Provided entries section start

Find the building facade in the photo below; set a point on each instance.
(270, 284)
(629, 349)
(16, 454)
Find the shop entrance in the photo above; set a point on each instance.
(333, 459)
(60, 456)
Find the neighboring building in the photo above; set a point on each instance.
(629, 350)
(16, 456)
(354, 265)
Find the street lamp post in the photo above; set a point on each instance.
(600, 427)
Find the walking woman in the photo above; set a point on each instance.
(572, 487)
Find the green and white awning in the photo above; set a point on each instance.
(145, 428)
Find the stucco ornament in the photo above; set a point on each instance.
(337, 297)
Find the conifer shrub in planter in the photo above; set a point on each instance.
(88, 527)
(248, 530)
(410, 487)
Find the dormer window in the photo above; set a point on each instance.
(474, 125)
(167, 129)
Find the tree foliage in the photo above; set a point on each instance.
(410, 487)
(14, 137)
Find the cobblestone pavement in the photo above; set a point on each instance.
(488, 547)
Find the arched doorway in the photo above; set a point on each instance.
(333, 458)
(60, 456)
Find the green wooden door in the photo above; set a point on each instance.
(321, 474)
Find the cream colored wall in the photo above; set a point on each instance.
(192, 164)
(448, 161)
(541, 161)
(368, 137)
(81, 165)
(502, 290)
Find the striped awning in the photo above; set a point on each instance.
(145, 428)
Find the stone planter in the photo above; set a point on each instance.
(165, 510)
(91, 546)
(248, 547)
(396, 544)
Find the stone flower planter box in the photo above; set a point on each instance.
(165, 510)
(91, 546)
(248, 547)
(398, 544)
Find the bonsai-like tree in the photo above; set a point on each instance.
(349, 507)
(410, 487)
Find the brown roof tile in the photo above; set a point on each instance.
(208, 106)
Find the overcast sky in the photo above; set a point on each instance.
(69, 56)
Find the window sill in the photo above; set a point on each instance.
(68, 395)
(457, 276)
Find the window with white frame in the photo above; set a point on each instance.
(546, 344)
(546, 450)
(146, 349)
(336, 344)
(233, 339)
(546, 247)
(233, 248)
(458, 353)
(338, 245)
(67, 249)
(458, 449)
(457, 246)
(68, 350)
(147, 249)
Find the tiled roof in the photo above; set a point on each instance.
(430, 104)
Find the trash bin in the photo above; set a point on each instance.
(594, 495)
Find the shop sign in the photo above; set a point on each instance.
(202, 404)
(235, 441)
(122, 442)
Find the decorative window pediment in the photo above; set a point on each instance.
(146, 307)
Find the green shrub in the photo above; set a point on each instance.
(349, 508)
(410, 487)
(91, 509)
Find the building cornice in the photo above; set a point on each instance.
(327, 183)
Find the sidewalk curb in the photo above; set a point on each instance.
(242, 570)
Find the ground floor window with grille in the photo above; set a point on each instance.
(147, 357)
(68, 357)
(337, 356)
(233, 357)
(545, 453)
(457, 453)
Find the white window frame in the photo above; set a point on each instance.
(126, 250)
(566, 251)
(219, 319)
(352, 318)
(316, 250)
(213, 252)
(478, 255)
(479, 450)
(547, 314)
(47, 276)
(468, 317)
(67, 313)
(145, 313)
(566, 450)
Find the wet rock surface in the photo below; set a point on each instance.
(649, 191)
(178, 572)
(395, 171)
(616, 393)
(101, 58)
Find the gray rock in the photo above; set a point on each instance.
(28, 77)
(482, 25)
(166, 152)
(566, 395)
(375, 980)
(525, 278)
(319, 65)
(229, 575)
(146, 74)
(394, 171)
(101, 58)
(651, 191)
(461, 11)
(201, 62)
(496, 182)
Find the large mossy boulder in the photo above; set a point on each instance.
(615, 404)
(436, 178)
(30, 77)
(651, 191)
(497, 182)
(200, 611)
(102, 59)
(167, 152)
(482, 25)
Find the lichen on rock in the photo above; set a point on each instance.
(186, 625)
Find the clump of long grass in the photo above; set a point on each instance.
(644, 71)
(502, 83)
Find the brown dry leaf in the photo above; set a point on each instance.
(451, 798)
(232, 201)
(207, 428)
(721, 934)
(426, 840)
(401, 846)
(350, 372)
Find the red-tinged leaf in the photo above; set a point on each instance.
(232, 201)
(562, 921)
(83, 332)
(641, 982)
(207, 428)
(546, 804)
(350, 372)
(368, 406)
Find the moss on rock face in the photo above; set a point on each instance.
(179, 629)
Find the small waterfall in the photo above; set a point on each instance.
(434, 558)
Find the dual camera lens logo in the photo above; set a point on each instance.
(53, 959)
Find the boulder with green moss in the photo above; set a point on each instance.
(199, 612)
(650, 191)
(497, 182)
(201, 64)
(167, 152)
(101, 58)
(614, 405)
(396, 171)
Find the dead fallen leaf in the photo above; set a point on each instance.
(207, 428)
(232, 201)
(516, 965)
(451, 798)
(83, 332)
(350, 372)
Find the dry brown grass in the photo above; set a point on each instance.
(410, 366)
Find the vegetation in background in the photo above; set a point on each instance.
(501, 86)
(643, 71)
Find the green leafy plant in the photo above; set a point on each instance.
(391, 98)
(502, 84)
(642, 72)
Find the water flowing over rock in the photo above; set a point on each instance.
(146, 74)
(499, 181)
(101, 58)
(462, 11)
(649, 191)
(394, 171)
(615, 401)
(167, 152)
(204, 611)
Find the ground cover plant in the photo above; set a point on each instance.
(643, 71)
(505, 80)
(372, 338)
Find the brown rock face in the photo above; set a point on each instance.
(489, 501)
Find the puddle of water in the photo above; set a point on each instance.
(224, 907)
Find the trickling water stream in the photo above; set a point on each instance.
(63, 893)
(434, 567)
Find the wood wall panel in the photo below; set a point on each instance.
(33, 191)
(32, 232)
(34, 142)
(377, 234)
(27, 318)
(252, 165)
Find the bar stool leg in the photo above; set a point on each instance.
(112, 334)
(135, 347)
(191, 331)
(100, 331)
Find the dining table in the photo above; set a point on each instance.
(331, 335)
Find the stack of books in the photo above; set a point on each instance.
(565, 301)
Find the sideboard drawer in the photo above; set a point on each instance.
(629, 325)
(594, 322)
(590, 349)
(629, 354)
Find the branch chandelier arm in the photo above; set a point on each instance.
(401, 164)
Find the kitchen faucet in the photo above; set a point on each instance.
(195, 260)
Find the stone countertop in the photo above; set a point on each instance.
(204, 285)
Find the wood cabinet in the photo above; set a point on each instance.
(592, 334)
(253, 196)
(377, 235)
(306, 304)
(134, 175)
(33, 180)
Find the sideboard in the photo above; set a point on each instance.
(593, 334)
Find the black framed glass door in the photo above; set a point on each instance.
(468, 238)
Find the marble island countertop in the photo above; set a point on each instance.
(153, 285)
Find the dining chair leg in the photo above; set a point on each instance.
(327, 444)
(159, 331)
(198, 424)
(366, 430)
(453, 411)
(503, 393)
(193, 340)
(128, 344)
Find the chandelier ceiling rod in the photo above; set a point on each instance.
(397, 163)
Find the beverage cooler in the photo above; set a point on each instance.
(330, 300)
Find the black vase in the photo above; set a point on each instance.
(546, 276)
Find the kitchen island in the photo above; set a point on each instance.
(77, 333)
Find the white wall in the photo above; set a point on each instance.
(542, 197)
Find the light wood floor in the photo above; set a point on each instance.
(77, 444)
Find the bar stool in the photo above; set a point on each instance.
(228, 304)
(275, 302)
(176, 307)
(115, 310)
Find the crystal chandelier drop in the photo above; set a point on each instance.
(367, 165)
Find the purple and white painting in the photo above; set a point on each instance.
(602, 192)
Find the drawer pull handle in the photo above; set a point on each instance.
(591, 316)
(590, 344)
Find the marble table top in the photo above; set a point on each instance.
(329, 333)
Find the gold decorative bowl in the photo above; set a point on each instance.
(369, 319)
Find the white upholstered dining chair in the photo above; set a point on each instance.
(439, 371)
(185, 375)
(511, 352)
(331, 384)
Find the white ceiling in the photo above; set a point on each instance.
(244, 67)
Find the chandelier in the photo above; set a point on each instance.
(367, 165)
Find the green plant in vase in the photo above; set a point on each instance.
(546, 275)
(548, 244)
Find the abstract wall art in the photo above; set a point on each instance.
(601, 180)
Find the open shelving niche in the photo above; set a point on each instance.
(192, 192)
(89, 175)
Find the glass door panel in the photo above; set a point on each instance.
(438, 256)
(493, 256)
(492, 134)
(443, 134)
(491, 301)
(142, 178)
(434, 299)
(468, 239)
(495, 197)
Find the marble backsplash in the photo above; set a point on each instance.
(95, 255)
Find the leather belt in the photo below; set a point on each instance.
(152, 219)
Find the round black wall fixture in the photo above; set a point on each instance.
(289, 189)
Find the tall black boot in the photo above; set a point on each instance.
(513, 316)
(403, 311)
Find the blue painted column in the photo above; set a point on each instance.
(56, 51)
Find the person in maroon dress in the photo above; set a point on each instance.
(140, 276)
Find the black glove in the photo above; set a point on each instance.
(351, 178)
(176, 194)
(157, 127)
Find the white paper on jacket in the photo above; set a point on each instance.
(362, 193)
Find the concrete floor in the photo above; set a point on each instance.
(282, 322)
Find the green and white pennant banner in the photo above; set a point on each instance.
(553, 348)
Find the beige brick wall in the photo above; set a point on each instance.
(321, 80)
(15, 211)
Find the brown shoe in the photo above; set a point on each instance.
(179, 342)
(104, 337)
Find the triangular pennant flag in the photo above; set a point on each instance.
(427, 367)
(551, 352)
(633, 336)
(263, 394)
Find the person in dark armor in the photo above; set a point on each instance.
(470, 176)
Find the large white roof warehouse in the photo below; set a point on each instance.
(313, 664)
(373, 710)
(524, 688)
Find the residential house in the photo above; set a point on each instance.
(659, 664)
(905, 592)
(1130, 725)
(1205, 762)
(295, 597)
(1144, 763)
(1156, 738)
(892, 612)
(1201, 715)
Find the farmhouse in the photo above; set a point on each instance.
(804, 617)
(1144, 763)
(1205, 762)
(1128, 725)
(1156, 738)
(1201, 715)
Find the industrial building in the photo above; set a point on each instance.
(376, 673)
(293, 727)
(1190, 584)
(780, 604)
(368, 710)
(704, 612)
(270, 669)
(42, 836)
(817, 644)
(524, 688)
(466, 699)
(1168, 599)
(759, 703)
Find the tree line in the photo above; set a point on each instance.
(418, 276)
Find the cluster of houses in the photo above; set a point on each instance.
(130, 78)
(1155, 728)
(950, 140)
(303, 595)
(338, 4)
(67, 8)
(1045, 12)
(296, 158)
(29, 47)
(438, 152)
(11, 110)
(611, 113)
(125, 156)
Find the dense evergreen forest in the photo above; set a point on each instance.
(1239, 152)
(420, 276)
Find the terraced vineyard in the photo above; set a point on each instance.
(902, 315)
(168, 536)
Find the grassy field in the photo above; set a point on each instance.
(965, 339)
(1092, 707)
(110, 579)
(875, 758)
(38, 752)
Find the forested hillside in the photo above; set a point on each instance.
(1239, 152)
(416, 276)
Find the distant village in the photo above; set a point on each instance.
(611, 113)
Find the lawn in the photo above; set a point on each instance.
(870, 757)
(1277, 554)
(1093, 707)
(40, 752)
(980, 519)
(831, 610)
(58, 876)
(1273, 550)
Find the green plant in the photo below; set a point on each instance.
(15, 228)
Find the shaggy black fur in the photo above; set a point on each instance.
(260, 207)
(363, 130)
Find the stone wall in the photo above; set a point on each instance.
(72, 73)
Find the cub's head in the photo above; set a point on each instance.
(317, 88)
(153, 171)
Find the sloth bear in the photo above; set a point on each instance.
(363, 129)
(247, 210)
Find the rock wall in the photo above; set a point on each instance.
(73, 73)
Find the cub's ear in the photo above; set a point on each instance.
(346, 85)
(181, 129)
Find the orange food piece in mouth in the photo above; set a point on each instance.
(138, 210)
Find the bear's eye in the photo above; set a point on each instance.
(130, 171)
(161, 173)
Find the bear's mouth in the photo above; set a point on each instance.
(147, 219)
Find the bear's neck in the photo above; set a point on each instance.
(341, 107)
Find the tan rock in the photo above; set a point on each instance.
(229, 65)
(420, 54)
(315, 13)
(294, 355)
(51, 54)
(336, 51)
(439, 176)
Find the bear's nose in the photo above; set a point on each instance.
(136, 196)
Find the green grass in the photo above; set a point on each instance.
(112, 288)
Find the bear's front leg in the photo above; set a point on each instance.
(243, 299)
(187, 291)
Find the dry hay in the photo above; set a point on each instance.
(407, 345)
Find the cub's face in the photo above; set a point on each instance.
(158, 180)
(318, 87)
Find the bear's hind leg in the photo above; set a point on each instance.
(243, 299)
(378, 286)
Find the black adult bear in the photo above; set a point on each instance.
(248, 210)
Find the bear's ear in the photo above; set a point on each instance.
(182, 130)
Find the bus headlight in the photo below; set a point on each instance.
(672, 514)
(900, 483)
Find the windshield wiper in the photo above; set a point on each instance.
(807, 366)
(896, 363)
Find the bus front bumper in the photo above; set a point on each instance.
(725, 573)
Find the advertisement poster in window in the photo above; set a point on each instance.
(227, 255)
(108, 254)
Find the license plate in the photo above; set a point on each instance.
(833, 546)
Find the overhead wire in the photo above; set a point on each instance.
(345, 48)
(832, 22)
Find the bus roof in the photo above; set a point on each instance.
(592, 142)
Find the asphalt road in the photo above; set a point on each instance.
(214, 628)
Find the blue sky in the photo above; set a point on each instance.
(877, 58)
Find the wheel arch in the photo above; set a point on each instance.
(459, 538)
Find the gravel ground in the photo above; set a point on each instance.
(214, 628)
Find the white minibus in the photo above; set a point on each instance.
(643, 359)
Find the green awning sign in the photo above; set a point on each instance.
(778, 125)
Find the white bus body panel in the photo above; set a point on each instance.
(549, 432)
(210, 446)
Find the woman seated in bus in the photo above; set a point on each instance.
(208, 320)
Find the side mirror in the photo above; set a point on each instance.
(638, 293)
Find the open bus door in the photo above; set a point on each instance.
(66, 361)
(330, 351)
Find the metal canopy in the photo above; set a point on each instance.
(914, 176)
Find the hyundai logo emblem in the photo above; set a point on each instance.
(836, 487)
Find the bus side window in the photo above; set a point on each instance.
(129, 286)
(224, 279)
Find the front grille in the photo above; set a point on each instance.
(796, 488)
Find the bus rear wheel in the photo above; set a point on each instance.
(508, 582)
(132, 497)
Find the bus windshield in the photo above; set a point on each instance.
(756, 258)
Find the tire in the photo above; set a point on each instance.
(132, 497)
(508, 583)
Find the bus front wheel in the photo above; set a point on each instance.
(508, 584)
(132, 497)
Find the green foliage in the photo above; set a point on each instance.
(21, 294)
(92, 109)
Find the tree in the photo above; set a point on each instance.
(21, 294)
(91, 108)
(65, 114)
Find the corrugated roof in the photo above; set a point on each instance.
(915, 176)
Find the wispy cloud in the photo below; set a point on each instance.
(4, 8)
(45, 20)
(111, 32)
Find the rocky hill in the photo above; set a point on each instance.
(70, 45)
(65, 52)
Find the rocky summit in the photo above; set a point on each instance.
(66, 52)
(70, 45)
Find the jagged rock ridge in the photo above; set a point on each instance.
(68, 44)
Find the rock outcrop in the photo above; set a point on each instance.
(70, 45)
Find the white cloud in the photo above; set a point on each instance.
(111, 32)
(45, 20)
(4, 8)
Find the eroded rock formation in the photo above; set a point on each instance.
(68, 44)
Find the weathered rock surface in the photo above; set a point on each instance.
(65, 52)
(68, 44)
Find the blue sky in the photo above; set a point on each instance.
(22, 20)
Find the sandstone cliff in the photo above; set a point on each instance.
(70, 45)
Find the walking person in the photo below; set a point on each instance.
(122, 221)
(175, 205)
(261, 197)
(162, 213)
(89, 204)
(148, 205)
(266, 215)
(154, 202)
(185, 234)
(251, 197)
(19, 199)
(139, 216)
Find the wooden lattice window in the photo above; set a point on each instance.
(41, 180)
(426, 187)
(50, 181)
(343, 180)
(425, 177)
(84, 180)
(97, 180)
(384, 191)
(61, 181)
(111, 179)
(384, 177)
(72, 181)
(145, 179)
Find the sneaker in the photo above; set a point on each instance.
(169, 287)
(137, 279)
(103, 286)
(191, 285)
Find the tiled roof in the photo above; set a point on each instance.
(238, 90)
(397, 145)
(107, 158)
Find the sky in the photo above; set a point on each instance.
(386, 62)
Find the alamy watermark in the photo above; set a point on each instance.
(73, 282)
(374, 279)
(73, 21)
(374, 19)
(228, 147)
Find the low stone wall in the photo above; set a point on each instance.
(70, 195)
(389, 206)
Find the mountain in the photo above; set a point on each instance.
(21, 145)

Provided entries section end

**Task requirements:**
Print, exactly as they appear above, the lines running from the one with "Find the sandstone" through the final line.

**Answer to the exercise:**
Find the sandstone cliff in the photo above; set a point on each instance.
(70, 45)
Find the walking person in the photo below; set a point on each instance.
(122, 221)
(175, 205)
(261, 197)
(162, 213)
(89, 204)
(148, 205)
(266, 215)
(154, 202)
(185, 234)
(251, 197)
(19, 199)
(139, 216)
Find the wooden lattice window in the photo above; set a point on each instance.
(41, 180)
(426, 187)
(50, 181)
(343, 180)
(425, 177)
(84, 180)
(97, 180)
(384, 191)
(61, 181)
(111, 179)
(384, 177)
(72, 181)
(145, 179)
Find the sneaker in the photo above; set a point on each instance.
(169, 287)
(137, 279)
(103, 286)
(191, 285)
Find the tiled roof in the photo above; set a point on each instance.
(238, 90)
(397, 145)
(107, 158)
Find the sky in the photo above; set a point on each instance.
(386, 62)
Find the alamy watermark in the photo above; set a point on each instance.
(73, 282)
(374, 279)
(73, 21)
(374, 19)
(228, 147)
Find the low stone wall in the photo above; set a point on each instance.
(70, 195)
(389, 206)
Find the mountain in the photo above; set a point on each instance.
(21, 145)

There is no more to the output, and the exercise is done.